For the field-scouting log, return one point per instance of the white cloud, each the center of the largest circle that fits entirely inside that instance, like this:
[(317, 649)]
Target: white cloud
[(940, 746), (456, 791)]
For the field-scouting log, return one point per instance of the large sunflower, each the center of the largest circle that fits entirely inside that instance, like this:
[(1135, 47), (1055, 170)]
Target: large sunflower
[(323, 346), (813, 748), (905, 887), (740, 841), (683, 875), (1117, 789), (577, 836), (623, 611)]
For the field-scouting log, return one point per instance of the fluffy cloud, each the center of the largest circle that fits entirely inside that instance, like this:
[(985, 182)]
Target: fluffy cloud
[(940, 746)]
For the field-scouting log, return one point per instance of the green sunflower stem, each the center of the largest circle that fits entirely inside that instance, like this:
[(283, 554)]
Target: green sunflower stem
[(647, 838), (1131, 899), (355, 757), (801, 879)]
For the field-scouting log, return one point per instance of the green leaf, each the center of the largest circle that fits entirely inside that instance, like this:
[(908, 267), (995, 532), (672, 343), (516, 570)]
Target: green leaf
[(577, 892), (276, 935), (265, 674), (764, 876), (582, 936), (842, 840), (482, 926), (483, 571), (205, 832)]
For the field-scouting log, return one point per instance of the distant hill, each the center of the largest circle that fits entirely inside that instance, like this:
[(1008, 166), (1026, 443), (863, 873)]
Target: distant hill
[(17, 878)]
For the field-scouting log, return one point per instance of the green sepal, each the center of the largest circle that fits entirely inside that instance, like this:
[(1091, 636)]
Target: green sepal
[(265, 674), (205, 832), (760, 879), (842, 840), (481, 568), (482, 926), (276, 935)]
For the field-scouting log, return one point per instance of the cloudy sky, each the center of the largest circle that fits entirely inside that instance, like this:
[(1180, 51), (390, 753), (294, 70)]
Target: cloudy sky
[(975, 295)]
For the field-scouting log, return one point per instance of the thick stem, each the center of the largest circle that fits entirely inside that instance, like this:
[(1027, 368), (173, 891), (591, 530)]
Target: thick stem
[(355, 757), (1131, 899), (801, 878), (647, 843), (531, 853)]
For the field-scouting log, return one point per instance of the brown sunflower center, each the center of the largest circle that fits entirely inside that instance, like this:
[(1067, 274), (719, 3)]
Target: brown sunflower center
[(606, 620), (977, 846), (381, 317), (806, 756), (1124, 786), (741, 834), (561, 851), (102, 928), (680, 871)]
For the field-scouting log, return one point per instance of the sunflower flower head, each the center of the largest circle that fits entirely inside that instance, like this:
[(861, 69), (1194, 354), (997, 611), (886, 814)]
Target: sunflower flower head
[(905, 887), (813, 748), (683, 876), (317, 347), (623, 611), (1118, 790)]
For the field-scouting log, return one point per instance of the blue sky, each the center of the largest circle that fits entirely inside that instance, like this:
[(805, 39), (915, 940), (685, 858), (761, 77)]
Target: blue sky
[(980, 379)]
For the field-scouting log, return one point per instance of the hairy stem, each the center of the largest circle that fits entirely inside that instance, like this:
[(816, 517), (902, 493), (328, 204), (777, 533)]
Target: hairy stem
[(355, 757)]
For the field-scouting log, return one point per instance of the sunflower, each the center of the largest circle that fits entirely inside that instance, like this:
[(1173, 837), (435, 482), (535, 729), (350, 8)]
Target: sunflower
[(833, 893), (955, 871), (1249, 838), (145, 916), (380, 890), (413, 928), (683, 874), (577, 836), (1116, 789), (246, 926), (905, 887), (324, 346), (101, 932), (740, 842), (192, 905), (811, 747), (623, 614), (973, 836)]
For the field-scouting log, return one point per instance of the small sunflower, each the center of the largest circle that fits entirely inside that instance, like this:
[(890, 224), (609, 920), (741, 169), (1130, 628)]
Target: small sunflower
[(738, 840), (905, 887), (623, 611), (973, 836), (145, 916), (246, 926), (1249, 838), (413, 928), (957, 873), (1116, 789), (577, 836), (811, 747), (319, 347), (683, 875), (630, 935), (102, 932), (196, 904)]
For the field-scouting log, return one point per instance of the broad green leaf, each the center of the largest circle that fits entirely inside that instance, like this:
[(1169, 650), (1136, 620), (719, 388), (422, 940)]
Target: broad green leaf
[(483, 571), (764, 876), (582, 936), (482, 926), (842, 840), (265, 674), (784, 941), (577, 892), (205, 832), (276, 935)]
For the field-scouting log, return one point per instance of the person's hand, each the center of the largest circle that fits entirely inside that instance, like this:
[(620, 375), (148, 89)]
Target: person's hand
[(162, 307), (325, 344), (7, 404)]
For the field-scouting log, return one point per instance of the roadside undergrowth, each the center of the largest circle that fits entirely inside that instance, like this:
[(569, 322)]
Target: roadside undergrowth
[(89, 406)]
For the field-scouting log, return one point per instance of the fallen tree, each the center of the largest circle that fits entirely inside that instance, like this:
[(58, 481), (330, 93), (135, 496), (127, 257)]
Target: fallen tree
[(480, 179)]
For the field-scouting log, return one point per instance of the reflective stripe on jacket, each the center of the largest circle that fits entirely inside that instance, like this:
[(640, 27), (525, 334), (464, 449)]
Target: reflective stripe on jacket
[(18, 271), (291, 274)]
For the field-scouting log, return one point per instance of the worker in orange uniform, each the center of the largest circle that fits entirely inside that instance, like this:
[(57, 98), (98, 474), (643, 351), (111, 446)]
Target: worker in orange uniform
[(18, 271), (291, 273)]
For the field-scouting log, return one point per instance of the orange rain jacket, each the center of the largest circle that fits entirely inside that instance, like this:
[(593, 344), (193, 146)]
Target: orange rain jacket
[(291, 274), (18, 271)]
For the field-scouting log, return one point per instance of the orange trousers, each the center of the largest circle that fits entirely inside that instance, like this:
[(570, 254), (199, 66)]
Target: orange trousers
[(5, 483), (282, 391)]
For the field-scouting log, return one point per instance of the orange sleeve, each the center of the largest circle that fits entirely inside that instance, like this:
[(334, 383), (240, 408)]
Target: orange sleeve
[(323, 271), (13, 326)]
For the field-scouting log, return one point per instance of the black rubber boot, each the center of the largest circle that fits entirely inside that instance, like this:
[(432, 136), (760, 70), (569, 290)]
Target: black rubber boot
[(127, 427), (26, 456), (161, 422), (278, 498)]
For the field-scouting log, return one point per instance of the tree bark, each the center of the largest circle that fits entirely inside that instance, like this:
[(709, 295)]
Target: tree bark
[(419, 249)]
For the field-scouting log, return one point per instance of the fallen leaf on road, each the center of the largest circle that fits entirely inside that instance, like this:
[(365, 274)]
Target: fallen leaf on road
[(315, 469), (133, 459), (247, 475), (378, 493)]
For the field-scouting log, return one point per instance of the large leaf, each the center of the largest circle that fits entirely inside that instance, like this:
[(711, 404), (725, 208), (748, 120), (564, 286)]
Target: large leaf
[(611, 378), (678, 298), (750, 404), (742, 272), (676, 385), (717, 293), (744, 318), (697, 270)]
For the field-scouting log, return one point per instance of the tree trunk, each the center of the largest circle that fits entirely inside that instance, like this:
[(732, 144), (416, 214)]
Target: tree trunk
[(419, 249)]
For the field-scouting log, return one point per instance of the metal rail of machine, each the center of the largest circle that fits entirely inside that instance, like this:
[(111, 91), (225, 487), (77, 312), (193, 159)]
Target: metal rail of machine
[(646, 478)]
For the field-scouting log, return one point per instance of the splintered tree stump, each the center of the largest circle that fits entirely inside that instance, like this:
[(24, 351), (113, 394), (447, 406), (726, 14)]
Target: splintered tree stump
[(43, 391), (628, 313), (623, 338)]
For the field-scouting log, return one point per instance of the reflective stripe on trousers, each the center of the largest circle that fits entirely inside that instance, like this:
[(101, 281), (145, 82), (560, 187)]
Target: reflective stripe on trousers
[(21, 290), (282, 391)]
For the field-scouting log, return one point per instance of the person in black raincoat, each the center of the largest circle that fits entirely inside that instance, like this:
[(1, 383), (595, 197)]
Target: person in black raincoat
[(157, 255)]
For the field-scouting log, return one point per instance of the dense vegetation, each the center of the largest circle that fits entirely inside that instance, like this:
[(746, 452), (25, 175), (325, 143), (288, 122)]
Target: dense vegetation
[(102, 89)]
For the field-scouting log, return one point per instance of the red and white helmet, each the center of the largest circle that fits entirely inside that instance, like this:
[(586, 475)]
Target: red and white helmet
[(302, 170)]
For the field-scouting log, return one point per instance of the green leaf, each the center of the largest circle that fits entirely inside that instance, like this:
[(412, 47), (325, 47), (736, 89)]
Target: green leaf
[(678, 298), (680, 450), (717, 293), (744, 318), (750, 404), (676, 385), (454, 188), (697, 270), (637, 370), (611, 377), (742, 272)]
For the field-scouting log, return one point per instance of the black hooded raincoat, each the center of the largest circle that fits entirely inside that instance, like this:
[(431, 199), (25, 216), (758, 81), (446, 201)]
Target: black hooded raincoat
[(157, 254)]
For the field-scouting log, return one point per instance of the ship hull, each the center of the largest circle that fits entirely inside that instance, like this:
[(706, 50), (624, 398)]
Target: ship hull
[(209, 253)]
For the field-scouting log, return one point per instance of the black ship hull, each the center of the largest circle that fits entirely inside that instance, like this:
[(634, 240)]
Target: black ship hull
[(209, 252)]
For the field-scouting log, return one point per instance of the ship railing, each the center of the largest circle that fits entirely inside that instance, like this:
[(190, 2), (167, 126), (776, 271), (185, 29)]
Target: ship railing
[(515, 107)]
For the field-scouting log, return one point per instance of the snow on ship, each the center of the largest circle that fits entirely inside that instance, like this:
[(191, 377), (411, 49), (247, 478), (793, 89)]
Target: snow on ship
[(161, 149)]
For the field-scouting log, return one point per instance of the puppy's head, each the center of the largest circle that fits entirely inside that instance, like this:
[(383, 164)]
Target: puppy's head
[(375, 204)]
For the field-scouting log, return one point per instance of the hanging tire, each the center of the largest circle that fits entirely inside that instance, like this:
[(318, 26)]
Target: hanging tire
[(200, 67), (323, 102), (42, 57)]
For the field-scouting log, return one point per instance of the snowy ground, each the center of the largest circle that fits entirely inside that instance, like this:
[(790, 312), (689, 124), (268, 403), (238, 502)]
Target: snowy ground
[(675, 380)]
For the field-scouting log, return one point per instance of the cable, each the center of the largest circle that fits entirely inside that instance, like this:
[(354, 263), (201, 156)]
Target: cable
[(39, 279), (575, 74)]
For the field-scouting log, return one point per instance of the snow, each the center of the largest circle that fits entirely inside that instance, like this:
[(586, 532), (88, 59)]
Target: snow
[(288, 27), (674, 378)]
★ ★ ★ ★
__Task__
Please retype, with no changes, the lines that run from the first line of the entries to the line with "[(1135, 47), (1055, 170)]", both ends included.

__Task answer__
For the field-scouting log, return one point per instance of the white cloud, each the center of the largest circle that fits entirely inside that instance, like this:
[(317, 649)]
Target: white cloud
[(940, 746), (456, 791)]
For the field-scouting log, return one point per instance of the large sunflower, each the center of the largest circle that fits entirely inside that instance, like this:
[(1135, 47), (1055, 170)]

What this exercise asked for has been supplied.